**TASK DETAILS**
Find each line in the records below that contains the word "yellow", and copy those lines out.

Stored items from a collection
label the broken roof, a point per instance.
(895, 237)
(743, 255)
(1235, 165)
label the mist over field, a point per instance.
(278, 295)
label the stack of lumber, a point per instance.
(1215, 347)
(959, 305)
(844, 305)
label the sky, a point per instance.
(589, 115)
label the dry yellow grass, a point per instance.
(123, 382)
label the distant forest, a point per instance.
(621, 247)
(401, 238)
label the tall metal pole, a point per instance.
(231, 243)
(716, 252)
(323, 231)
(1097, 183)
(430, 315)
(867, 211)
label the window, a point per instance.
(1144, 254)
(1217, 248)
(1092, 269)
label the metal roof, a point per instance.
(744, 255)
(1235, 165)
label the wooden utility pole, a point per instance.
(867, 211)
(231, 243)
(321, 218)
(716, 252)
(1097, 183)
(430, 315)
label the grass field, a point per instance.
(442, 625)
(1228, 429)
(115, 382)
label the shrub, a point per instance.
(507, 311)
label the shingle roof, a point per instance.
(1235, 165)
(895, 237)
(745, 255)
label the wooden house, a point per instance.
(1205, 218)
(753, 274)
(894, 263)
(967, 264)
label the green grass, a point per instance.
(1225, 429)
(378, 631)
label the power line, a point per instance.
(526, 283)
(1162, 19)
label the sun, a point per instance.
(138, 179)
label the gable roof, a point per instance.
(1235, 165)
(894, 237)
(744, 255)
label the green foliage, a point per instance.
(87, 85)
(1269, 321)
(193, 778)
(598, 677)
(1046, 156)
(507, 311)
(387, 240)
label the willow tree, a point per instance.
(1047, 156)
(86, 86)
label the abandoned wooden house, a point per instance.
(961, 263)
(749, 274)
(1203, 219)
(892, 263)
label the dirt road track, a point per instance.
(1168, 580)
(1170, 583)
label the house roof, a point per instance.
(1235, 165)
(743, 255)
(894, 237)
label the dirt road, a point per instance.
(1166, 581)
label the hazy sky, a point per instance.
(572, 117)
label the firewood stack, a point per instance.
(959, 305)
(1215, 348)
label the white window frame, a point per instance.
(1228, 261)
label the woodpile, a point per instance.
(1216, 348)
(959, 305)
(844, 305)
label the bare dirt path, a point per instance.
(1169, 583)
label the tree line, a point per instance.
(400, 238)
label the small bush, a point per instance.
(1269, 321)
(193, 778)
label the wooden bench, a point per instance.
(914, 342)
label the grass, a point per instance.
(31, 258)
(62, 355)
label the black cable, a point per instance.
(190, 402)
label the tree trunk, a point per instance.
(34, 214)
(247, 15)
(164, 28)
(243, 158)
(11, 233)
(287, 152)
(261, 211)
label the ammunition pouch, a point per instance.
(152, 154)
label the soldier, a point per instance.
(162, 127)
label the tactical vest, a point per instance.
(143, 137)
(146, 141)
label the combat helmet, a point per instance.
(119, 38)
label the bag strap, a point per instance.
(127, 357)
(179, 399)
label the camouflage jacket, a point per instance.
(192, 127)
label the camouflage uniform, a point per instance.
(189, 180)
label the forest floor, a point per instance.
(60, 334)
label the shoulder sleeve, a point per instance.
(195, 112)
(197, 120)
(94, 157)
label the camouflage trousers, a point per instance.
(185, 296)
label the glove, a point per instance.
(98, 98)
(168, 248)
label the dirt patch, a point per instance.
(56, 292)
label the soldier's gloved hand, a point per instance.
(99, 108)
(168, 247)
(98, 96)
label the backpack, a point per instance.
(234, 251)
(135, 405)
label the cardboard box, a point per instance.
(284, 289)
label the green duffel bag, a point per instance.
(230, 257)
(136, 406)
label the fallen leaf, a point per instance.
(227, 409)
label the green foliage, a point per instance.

* * *

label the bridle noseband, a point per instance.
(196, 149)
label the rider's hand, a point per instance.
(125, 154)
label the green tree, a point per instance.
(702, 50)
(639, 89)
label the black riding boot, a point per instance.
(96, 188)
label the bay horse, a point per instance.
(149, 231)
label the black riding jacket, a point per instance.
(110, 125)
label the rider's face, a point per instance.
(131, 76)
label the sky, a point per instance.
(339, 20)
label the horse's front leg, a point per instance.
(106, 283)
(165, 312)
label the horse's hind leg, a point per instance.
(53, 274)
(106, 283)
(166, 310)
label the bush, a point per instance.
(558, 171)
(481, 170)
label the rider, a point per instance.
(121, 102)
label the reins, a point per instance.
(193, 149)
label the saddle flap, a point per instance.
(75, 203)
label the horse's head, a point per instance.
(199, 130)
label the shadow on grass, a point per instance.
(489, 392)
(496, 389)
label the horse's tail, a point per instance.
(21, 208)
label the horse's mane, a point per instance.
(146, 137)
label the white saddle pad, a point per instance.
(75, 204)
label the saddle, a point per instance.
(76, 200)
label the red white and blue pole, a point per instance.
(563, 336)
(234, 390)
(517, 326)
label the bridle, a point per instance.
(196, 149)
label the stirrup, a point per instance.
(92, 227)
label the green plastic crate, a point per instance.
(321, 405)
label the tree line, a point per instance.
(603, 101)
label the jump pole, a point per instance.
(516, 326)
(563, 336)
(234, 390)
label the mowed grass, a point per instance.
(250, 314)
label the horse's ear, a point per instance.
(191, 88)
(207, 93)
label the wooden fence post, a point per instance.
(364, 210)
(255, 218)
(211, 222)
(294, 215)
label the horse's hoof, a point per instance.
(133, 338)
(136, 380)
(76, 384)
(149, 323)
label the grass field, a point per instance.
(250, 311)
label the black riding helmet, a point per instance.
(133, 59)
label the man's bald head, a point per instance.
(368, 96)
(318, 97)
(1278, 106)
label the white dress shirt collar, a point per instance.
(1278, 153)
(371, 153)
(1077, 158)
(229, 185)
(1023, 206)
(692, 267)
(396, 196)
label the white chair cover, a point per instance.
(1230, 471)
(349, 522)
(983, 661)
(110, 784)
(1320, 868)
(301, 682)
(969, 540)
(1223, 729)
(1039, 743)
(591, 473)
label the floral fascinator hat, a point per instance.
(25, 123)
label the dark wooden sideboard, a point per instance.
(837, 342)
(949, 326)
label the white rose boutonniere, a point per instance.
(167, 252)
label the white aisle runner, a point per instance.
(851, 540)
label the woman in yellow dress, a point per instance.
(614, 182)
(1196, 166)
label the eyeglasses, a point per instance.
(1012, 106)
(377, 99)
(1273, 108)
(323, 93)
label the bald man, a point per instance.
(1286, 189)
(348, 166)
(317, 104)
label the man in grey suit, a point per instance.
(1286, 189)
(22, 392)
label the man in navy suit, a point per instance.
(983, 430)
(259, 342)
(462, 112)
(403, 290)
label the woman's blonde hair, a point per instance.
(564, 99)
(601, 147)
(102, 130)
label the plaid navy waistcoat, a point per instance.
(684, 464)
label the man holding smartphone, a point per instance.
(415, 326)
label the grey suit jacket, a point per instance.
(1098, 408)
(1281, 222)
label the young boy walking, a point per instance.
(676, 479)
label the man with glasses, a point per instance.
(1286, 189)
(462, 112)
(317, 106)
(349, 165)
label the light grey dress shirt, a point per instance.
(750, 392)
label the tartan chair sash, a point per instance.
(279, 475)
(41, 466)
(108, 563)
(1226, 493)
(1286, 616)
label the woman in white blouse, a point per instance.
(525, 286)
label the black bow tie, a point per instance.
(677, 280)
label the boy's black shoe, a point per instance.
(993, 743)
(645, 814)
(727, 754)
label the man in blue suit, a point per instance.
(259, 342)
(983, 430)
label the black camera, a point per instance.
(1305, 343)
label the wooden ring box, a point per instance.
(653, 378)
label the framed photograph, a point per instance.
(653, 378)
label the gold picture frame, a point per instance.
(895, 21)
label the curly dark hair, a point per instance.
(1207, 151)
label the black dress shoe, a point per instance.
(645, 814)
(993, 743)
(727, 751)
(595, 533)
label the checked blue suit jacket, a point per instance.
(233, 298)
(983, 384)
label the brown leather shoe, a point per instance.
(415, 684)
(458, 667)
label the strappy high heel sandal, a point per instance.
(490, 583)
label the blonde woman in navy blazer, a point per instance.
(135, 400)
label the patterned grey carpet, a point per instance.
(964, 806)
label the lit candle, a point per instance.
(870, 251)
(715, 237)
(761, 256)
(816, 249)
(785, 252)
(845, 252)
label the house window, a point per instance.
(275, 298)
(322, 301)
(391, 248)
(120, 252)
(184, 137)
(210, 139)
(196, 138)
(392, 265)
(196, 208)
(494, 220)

**ANSWER FOR THE TASK**
label the dry yellow grass, a point per instance.
label the woman in yellow dress, a point per instance.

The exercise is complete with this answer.